ЧТО НУЖНО СДЕЛАТЬ:
- a) В каком году, согласно приведённому фрагменту, монахи церкви Святого Сикста продали свою Деву Августу III?
- b) Переведите, пожалуйста, на английский язык предложение из приведённого фрагмента: «Копировать эту Деву — значит пытаться совершить невозможное».

ПРИВЕДЁННЫЙ ФРАГМЕНТ:
Рафаэль стремился к возвышенному; и остальное было дано ему как приумножение. Колорит именно такой, каким он должен быть в подобном сюжете; придерживаясь мягкой, спокойной и мирной гаммы, он сияет светом, и мы спрашиваем себя, не рука ли ангела, а не человека, смогла воплотить такое чудо.

«Сикстинская Мадонна» — самая прекрасная картина в мире. Копировать эту Деву — значит пытаться совершить невозможное. Изучайте ее сто раз, и сто раз она будет открываться вам в новом аспекте. Говорят, именно перед этой картиной Корреджо воскликнул: «А я тоже художник».

«Сикстинская Мадонна» была немедленно помещена туда, где ей и надлежало быть; она присутствовала при торжестве каждый день в течение двухсот тридцати шести лет у божественного таинства; и никогда человеческое творение не было столь достойно этой высокой чести.

В 1734 году выродившиеся монахи церкви Святого Сикста предпочли немного золота своему бесценному шедевру и за жалкую сумму в сто с лишним тысяч франков (от 110 000 до 120 000) продали свою Деву Августу III, курфюрсту Саксонскому и королю Польскому. В тот день варварами были вовсе не те, о ком думают итальянцы...

В Дрездене Мадонну встретили с большой помпой. Август III приказал поспешно доставить ее в приемный зал своего дворца; поскольку почетное место было занято троном, он сам схватил королевское кресло и, переставив его на менее заметное место, воскликнул: «Дорогу великому Рафаэлю». Если это исторический факт, то он делает честь принцу; если легенда — то славе народа, чьи чувства она выражает.

«Девы Рафаэля» (Париж, 1869).

СОН СВЯТОЙ УРСУЛЫ

(КАРПАЧЧО)

ДЖОН РАСКИН

В 1869 году, незадолго до отъезда из Венеции, я внимательно рассматривал картину Витторе Карпаччо, изображающую сон юной принцессы. Карпаччо приложил немало усилий, чтобы объяснить нам, насколько это возможно, образ жизни, который она ведет, полностью выписав ее маленькую спальню в свете зари, так что вы можете видеть в ней все. Она освещена двумя двойными арочными окнами, арки которых по краям выкрашены в малиновый цвет, а капители колонн, поддерживающих их, позолочены. Сверху они заполнены маленькими круглыми стеклами; но внизу открыты навстречу голубому утреннему небу, с низкой решеткой поперек; а в том, что в глубине комнаты, стоят две прекрасные белые греческие вазы с растениями в каждой; одна — с густыми темными остроконечными зелеными листьями, другая — с малиновыми цветами, но не известного мне вида, каждый на конце ветки, подобно веточке вереска.

Сон святой Урсулы. Карпаччо.

[Записи данных]

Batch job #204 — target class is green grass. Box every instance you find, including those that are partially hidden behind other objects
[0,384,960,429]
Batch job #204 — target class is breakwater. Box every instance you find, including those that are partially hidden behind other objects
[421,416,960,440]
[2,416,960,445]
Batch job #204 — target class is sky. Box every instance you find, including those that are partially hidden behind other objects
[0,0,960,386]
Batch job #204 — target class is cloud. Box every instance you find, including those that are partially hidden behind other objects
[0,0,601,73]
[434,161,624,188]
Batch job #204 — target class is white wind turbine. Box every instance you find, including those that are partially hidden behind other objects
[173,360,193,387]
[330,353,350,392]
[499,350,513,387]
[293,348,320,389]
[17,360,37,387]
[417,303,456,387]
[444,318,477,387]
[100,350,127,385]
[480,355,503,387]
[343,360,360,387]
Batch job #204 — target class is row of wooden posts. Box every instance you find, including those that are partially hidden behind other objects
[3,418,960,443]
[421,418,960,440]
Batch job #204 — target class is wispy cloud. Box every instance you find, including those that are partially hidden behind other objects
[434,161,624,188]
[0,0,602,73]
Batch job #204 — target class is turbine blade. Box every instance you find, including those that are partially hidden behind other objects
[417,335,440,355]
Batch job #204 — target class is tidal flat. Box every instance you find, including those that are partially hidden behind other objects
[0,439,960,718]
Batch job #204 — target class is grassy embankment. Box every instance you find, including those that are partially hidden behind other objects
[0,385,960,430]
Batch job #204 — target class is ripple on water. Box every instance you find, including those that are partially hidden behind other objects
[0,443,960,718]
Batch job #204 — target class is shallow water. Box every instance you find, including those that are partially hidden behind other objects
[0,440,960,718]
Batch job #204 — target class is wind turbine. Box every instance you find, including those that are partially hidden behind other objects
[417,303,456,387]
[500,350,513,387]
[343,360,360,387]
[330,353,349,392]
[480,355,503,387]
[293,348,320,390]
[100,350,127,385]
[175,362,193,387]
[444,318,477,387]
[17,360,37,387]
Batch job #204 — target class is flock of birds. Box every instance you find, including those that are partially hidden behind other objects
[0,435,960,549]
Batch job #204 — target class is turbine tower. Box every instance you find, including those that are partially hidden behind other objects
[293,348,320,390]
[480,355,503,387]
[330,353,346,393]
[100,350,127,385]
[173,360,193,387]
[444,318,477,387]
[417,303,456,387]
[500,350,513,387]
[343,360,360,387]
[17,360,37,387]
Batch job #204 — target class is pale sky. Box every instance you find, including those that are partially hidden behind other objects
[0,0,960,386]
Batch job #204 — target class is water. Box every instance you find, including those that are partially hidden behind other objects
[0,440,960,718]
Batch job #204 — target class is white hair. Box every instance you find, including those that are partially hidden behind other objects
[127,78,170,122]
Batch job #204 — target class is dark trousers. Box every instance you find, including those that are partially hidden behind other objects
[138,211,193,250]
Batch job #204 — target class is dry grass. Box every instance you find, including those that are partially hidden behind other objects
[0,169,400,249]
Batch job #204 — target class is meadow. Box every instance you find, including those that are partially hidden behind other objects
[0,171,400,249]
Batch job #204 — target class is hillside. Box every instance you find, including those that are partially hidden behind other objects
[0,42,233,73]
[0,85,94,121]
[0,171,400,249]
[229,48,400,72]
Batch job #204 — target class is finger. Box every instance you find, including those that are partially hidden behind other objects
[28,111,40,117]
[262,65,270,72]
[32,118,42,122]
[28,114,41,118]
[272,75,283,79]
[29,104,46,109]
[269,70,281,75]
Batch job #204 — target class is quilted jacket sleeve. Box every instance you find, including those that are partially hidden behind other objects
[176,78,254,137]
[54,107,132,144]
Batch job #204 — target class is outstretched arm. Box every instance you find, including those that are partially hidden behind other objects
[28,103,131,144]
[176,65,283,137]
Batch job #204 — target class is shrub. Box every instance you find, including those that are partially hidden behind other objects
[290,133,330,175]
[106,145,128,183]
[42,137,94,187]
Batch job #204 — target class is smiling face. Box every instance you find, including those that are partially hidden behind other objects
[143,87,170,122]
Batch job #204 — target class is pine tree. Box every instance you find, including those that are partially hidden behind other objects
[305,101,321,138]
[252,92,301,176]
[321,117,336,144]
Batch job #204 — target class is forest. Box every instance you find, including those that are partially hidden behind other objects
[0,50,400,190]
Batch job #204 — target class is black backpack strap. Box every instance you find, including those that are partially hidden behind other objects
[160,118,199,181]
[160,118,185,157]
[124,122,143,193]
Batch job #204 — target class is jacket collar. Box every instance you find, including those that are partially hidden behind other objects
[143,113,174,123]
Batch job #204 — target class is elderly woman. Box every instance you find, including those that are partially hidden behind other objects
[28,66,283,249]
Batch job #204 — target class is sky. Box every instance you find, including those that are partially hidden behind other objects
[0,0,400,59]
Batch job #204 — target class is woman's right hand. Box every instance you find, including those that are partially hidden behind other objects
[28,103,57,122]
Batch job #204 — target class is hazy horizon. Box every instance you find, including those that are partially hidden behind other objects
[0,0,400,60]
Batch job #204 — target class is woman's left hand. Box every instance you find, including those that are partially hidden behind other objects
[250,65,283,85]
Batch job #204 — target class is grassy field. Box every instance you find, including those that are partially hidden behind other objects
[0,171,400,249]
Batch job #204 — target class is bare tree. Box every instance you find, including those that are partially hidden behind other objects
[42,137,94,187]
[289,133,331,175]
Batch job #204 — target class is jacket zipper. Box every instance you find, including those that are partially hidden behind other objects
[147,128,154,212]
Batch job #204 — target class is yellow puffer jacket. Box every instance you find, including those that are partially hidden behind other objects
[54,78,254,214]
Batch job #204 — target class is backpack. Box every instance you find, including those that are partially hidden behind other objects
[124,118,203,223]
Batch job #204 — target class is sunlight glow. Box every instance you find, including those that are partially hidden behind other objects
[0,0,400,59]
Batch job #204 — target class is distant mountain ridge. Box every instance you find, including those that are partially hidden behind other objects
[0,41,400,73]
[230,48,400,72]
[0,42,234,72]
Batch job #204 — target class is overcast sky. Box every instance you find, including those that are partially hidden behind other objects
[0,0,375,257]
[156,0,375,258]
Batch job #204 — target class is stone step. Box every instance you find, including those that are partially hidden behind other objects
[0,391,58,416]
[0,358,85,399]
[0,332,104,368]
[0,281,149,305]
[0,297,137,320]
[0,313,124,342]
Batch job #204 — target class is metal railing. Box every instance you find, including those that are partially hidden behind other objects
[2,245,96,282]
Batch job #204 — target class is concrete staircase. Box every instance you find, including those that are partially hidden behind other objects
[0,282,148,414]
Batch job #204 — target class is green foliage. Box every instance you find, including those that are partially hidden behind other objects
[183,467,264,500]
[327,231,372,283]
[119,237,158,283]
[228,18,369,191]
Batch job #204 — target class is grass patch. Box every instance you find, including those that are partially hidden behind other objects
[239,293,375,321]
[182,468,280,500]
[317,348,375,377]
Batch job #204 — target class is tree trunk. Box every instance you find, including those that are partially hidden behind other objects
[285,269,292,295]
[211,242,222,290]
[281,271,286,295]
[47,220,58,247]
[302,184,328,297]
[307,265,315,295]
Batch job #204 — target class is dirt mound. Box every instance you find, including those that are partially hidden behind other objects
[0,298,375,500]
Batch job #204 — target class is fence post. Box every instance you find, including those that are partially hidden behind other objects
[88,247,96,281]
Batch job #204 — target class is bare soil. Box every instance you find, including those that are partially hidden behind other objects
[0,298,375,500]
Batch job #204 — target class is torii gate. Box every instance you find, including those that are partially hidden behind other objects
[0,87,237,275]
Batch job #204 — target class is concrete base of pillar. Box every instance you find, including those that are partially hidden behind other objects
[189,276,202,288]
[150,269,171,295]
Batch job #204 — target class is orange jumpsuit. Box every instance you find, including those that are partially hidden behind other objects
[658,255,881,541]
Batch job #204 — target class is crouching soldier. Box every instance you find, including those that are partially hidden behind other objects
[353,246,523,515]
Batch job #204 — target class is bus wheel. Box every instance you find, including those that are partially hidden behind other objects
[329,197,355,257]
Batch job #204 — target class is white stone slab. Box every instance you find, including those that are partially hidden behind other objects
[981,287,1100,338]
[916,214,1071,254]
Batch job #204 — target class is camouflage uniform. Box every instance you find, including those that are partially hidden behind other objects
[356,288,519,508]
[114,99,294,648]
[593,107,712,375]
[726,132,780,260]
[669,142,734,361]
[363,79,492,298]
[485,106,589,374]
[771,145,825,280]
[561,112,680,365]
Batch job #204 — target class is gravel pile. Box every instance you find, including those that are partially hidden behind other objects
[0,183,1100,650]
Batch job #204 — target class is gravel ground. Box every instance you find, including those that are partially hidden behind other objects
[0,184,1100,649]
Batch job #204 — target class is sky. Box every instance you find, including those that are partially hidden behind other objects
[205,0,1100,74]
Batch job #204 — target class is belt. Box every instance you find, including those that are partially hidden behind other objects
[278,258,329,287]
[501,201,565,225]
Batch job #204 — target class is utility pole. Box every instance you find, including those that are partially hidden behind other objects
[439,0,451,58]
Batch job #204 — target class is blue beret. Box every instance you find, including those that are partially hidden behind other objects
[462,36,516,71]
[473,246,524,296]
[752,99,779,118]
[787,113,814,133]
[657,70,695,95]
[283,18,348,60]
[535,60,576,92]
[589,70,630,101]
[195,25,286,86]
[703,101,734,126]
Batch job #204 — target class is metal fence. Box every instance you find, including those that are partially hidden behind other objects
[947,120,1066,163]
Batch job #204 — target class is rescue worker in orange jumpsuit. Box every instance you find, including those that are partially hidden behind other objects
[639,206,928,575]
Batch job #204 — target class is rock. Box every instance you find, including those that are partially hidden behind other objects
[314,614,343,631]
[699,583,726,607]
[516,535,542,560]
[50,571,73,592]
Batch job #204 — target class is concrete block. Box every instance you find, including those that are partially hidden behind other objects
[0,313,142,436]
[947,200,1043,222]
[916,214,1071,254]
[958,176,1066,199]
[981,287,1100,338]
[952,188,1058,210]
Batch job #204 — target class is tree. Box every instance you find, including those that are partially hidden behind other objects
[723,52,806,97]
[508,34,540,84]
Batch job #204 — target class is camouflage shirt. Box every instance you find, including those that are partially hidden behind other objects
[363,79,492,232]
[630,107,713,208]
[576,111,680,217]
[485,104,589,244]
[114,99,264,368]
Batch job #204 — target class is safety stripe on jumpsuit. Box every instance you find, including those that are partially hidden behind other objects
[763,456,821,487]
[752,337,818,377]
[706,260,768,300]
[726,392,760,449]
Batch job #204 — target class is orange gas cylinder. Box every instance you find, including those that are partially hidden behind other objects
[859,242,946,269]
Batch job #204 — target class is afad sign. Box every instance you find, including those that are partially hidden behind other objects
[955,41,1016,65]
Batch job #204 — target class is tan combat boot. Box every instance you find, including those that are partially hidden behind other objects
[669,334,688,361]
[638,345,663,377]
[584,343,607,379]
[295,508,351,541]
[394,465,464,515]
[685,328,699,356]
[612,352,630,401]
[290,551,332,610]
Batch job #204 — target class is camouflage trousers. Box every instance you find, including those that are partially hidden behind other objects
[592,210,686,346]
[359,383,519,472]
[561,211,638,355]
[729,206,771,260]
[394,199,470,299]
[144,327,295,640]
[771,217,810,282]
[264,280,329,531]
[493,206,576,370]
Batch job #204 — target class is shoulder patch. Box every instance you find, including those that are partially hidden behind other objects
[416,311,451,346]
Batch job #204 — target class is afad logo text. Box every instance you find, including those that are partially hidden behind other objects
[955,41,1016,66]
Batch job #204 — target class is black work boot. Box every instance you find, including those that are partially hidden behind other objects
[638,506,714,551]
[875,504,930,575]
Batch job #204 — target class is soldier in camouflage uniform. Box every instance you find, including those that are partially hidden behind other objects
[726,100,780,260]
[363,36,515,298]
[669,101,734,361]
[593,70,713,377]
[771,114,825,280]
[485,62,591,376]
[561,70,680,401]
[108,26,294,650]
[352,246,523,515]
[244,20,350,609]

ОТВЕТЫ ПО ЗАДАНИЯМ:
- a) В 1734 году.

- b) To copy this Virgin is to attempt the impossible.